* TASK DATA *
..............................

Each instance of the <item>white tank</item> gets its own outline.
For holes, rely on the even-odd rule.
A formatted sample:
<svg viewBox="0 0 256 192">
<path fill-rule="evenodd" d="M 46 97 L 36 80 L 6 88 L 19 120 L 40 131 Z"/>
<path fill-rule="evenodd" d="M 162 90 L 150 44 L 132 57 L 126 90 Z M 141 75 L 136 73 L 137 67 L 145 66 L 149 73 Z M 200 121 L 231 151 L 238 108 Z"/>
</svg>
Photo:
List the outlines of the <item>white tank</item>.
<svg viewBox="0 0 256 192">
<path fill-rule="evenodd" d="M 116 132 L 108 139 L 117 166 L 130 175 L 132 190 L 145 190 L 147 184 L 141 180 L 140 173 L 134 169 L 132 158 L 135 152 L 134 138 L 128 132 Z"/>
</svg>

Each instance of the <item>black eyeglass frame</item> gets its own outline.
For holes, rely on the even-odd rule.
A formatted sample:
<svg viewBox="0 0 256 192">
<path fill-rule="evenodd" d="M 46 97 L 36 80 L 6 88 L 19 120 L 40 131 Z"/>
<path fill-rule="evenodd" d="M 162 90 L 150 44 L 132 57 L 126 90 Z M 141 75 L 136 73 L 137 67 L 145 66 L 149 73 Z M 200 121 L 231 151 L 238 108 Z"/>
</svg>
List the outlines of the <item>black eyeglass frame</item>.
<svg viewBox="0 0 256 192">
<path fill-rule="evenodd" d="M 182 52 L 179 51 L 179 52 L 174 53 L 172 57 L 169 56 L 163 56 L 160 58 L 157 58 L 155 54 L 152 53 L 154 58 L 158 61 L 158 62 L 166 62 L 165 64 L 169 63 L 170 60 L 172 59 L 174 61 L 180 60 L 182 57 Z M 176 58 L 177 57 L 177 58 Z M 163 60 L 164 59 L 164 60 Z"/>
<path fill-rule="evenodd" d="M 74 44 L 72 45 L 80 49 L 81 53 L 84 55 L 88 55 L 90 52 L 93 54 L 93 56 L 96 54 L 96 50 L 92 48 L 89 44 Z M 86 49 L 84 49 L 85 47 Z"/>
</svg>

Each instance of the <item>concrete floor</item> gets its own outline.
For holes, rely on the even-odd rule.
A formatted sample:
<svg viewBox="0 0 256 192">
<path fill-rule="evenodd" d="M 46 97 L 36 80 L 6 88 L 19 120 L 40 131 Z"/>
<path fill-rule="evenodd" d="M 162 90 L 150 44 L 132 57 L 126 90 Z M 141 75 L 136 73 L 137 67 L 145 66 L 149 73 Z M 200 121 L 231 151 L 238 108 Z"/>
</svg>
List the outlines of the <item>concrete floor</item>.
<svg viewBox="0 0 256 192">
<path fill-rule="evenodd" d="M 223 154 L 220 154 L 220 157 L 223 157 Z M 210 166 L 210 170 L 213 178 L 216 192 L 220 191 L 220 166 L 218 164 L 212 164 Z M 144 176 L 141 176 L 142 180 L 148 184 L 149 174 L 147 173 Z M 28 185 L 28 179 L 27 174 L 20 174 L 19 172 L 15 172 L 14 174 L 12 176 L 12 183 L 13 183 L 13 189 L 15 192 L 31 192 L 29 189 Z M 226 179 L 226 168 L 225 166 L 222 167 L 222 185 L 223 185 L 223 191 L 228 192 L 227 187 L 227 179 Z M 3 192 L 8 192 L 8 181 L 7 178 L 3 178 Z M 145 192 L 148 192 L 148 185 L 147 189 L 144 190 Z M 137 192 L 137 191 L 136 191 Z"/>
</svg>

..............................

* TASK INSTRUCTIONS *
Extract the full listing above without altering anything.

* WRITTEN ANSWER *
Each instance of the <item>white tank</item> gets its own outline.
For holes, rely on the even-odd rule.
A formatted sample:
<svg viewBox="0 0 256 192">
<path fill-rule="evenodd" d="M 46 97 L 36 80 L 6 88 L 19 120 L 40 131 Z"/>
<path fill-rule="evenodd" d="M 162 90 L 150 44 L 132 57 L 126 90 Z M 141 75 L 136 73 L 137 67 L 145 66 L 149 73 Z M 200 121 L 231 151 L 238 108 Z"/>
</svg>
Photo:
List the outlines of the <item>white tank</item>.
<svg viewBox="0 0 256 192">
<path fill-rule="evenodd" d="M 116 132 L 108 139 L 117 166 L 130 175 L 132 190 L 145 190 L 147 184 L 141 180 L 140 173 L 134 169 L 132 158 L 135 152 L 134 138 L 128 132 Z"/>
</svg>

Each instance of the <item>black eyeglass frame</item> gets its own outline.
For holes, rely on the even-odd rule.
A formatted sample:
<svg viewBox="0 0 256 192">
<path fill-rule="evenodd" d="M 46 97 L 36 80 L 6 88 L 19 120 L 40 131 Z"/>
<path fill-rule="evenodd" d="M 162 90 L 150 44 L 132 57 L 126 90 Z M 141 75 L 136 73 L 137 67 L 145 66 L 149 73 Z M 200 121 L 231 151 L 238 108 Z"/>
</svg>
List the outlines of the <item>black eyeglass frame</item>.
<svg viewBox="0 0 256 192">
<path fill-rule="evenodd" d="M 182 52 L 179 51 L 179 52 L 174 53 L 172 57 L 169 56 L 163 56 L 160 58 L 157 58 L 155 54 L 152 53 L 154 58 L 158 61 L 158 62 L 166 62 L 165 64 L 169 63 L 170 60 L 172 59 L 174 61 L 180 60 L 182 57 Z M 176 58 L 177 57 L 177 58 Z M 163 60 L 164 59 L 164 60 Z"/>
<path fill-rule="evenodd" d="M 74 44 L 72 45 L 80 49 L 81 53 L 84 55 L 88 55 L 90 52 L 93 54 L 93 56 L 96 54 L 96 50 L 92 48 L 89 44 Z M 86 49 L 84 49 L 85 47 Z"/>
</svg>

Each instance of the <item>concrete floor</item> gets its own outline.
For holes, rely on the even-odd rule.
A formatted sample:
<svg viewBox="0 0 256 192">
<path fill-rule="evenodd" d="M 46 97 L 36 80 L 6 88 L 19 120 L 40 131 Z"/>
<path fill-rule="evenodd" d="M 162 90 L 150 44 L 132 57 L 126 90 Z M 141 75 L 136 73 L 137 67 L 145 66 L 149 73 Z M 200 121 L 231 151 L 238 108 Z"/>
</svg>
List the outlines of the <item>concrete floor</item>.
<svg viewBox="0 0 256 192">
<path fill-rule="evenodd" d="M 223 154 L 220 154 L 220 157 L 223 157 Z M 210 166 L 210 170 L 213 178 L 216 192 L 220 191 L 220 166 L 218 164 L 212 164 Z M 144 176 L 141 176 L 142 180 L 148 184 L 149 174 L 147 173 Z M 28 185 L 28 179 L 27 174 L 20 174 L 19 172 L 15 172 L 14 174 L 12 176 L 12 183 L 13 183 L 13 189 L 15 192 L 31 192 L 29 189 Z M 226 179 L 226 168 L 225 166 L 222 167 L 222 185 L 223 185 L 223 191 L 228 192 L 227 187 L 227 179 Z M 3 192 L 8 192 L 8 181 L 7 178 L 3 178 Z M 145 192 L 148 192 L 148 185 L 147 189 L 144 190 Z M 137 192 L 137 191 L 136 191 Z"/>
</svg>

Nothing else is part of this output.